◆ Problem details ◆
Every line of the data must be set down exactly as shown.
--------------------------------
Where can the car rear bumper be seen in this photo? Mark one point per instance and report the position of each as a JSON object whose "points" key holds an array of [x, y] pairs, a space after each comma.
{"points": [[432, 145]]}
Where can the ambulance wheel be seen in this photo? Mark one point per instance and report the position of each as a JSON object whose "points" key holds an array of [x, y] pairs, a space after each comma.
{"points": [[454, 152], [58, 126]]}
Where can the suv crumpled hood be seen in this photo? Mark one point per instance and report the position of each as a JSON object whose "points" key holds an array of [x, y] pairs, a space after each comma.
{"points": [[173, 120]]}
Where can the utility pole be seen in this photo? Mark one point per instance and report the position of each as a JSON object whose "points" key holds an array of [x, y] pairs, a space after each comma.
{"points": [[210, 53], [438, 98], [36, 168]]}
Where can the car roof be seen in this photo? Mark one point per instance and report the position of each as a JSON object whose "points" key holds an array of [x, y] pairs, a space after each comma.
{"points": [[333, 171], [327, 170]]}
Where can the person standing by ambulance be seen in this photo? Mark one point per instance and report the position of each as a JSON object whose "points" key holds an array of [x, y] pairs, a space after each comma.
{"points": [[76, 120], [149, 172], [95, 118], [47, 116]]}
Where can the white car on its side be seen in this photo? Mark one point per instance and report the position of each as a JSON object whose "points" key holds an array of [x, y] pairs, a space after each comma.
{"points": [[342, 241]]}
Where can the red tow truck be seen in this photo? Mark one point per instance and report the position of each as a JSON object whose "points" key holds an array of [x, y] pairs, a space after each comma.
--------------------------------
◆ Output for this task ◆
Where can the car rear bumper be seen in this photo? Mark one point per instance and report the position of each as a JSON object whose "points" key holds an array of [x, y] pairs, a space after each comma.
{"points": [[432, 145]]}
Where can the ambulance wheel be seen in this photo? Mark one point per instance and report the position of each as a JSON object whose "points" key holds an array of [x, y] pairs, a space after each comma.
{"points": [[454, 152], [58, 126]]}
Where can the suv crumpled hood be seen in this photo? Mark one point per instance and report the position of each as a JSON object whose "points" key holds an array of [x, y] pairs, a space after each comma.
{"points": [[173, 120]]}
Where can the utility pole be seen in this photo? Mark one point per instance and report the position of each as a JSON object whose "points" key holds an array of [x, y] pairs, a space after each comma.
{"points": [[210, 53], [438, 98], [36, 168]]}
Where can the car roof be seen in this photo? Mark one point per instance and report the position of each as a JSON object whose "points" key holds an array of [x, y] pairs, a space after each comma.
{"points": [[333, 171], [327, 170]]}
Where can the person standing by ambulance be seen in this photo? Mark one point per instance and report the position of each as a JSON object whose "points" key holds an array of [x, y] pairs, a space after each comma.
{"points": [[76, 120], [149, 172], [95, 118], [47, 116]]}
Where can the white car on its side be seen in this photo? Mark one point per instance and report the position of each as a JSON object whose "points" key holds an array of [x, y] pairs, a space after each comma.
{"points": [[342, 241]]}
Where can the red tow truck be seen in this photo? Mark one point per instance and report the position of each as a JSON object whose "points" key holds an array of [x, y] pairs, a space after each comma.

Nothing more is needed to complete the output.